## QUÉ SE PIDE
1. Traduce al inglés esta oración del texto sobre los carpinchos: "Si no tuvieran allí sus casas, jardines, albercas y macetas, la vida reproductiva de los capibaras no les sería motivo de preocupación."
2. Reescribe el pasaje del texto sobre los carpinchos que va de "La obcecada decisión" a "de la verdad.", y cambia "sistema científico" por "sistema educativo".
3. Enumera todos los nombres vulgares del roedor que aparecen en el texto sobre los carpinchos.

## TEXTO DE LECTURA
************
La obcecada decisión oficial de destruir el sistema científico convive con un número alucinante de legos que, muchos ocupando lugares públicos, se arrogan conocimientos académicos que su formación no avala. No solo se invisten de cargos públicos para los que carecen de toda preparación, sino que –además y con inaudito tupé– llenan sus frases de conceptos que en sus bocas se vuelven errados, vacíos, básicamente una parodia de la verdad.

La disputa sobre los carpinchos en el delta (o, mejor dicho, en Nordelta) es una muestra detallada y obscena de ese fenómeno. Un señor que, aun carente de recorrido académico, ocupó cuanto cargo público le ofrecieran, hoy funge de Secretario de Turismo, Deporte y Ambiente (desconocemos en qué orden). En dicha capacidad osa ilustrarnos acerca de la vida reproductiva de la especie Hydrochoerus hydrochaeris y hasta nos da la receta que solucionará la vida de los amenazados por la “furia” de los carpinchos, capibaras, chigüires o ronsocos, nombres vulgares que designan al más grande roedor viviente, herbívoro absoluto, inofensivo, asustadizo, de exagerada calma y hábitos acuáticos.

El “conflicto” se da porque los moradores humanos del barrio privado Nordelta entienden que este simpático barril peludo de patas cortas invade su hábitat y condiciona su confort. Si no tuvieran allí sus casas, jardines, albercas y macetas, la vida reproductiva de los capibaras no les sería motivo de preocupación. Aun cuando, como dijera un ambientalista que quiso llevar tranquilidad a los propietarios o inquilinos durante una entrevista televisiva, los carpinchos no revisten “ningún peligro para la propiedad privada”, sin especificar cuáles especies sí suponen un riesgo a tan sacrosanta categoría del capitalismo.
************
## DATOS PROPORCIONADOS
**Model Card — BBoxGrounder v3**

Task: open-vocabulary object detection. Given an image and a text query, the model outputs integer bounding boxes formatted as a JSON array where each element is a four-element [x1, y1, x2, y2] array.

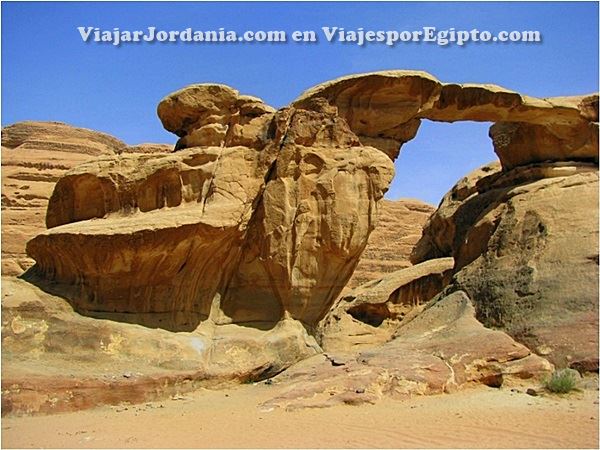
************
## SOLUCIONES POR TAREA
1. If they did not have their houses, gardens, swimming pools and flowerpots there, the reproductive life of the capybaras would not be a cause of concern for them.

2.
La obcecada decisión oficial de destruir el sistema educativo convive con un número alucinante de legos que, muchos ocupando lugares públicos, se arrogan conocimientos académicos que su formación no avala. No solo se invisten de cargos públicos para los que carecen de toda preparación, sino que –además y con inaudito tupé– llenan sus frases de conceptos que en sus bocas se vuelven errados, vacíos, básicamente una parodia de la verdad.

3. carpinchos, capibaras, chigüires, ronsocos